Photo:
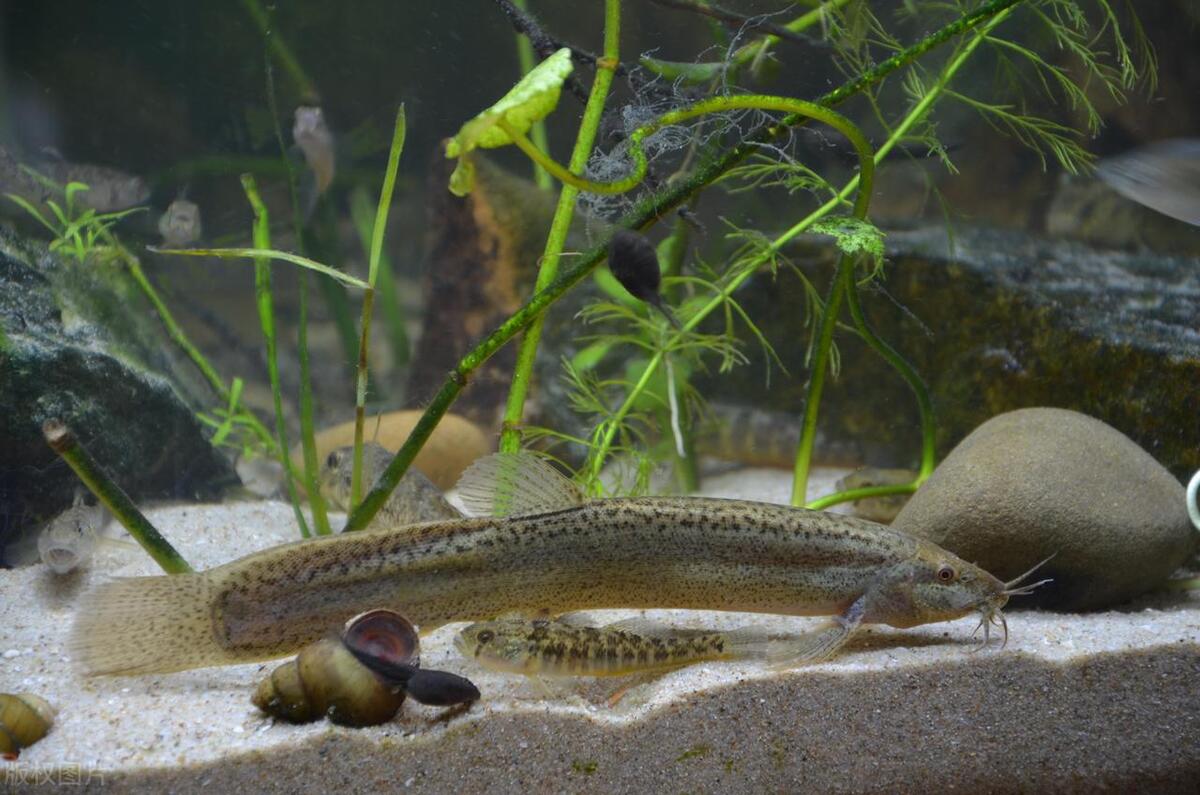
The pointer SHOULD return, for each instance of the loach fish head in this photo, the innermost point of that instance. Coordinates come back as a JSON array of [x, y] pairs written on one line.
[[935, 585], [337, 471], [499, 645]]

* * *

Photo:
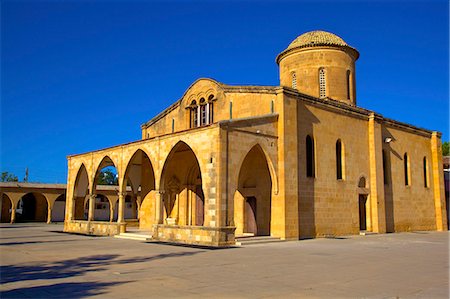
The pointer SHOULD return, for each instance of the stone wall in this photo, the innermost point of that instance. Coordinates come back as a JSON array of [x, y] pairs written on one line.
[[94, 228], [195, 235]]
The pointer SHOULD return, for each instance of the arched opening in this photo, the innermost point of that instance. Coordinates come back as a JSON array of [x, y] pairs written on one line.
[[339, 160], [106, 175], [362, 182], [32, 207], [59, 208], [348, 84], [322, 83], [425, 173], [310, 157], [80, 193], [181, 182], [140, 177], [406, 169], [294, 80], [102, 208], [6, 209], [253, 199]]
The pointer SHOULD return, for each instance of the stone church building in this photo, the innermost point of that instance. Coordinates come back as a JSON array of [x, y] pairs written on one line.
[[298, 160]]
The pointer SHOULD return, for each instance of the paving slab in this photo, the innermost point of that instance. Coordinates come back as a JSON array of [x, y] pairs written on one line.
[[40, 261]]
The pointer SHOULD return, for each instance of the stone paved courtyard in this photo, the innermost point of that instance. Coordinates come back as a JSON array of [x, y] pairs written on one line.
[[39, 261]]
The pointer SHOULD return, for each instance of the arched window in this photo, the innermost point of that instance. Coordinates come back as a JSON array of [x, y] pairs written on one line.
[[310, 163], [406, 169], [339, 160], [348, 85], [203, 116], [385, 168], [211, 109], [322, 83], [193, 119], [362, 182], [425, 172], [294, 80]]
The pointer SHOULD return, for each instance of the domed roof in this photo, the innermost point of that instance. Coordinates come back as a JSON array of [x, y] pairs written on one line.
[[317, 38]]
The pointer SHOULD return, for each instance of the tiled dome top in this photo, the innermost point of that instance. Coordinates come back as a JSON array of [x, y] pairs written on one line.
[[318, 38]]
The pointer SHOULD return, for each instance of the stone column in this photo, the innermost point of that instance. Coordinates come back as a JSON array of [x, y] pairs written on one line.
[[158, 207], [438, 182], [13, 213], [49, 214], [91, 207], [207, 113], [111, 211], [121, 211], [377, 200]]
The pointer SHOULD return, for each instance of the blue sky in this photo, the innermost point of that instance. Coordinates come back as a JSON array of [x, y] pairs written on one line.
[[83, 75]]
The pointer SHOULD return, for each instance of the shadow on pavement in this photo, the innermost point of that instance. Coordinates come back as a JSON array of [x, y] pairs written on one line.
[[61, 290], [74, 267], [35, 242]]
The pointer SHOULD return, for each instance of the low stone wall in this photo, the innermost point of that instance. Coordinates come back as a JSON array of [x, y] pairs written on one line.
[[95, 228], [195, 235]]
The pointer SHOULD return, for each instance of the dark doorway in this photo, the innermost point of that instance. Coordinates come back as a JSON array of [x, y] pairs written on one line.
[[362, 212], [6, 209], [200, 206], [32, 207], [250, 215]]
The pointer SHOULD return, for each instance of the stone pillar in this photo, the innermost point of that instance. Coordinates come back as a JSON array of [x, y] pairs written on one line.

--

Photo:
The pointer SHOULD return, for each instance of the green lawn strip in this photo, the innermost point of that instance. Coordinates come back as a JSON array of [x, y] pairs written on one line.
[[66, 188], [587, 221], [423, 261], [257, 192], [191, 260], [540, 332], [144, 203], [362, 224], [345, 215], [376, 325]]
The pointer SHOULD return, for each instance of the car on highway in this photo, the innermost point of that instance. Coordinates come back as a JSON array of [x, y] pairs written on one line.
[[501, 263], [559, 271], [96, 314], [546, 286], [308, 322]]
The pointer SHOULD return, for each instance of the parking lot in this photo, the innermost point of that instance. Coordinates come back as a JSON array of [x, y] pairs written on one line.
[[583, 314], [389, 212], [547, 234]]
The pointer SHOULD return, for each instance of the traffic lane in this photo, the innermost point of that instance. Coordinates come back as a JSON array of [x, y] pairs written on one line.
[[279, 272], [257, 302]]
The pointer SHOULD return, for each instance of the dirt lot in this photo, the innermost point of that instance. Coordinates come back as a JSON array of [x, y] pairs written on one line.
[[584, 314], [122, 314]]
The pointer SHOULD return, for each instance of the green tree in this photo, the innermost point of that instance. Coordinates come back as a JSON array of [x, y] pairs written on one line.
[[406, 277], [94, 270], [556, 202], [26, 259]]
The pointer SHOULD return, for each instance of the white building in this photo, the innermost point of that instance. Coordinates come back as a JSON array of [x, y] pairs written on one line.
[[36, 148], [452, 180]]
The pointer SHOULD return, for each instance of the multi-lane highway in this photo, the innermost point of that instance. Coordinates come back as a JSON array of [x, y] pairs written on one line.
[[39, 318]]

■ Task details: Starting at the line that contains "The pointer SHOULD return, for each instance of the parking", copy the records word for word and stop after the line that contains "[[406, 277], [94, 270], [556, 202], [26, 259]]".

■ Exercise response:
The pointer SHOULD return, for each instance of the parking lot in this photo, the innermost point of that instance. Coordinates come back as a JSON array of [x, y] pairs written on one line.
[[583, 314], [389, 212], [547, 234]]
The pointer SHOULD return, for each instance of the traffic lane in this photo, the innermost point of that instance. Coordinates come back as a JSON array of [x, y] pairs written on one line.
[[279, 272], [257, 302]]
The pointer SHOULD return, for each instance of the dirt lot in this photo, the innermost point of that instance. Coordinates come back as a JSON array of [x, y] pairs written on one line.
[[584, 314], [122, 314]]
The pointer SHOULD return, for each instance of the green tree in this photo, the innermost point of that instance. Coordinates come back as a JSON array of [x, y] pairs written on one line.
[[406, 277], [94, 270], [556, 202], [26, 259]]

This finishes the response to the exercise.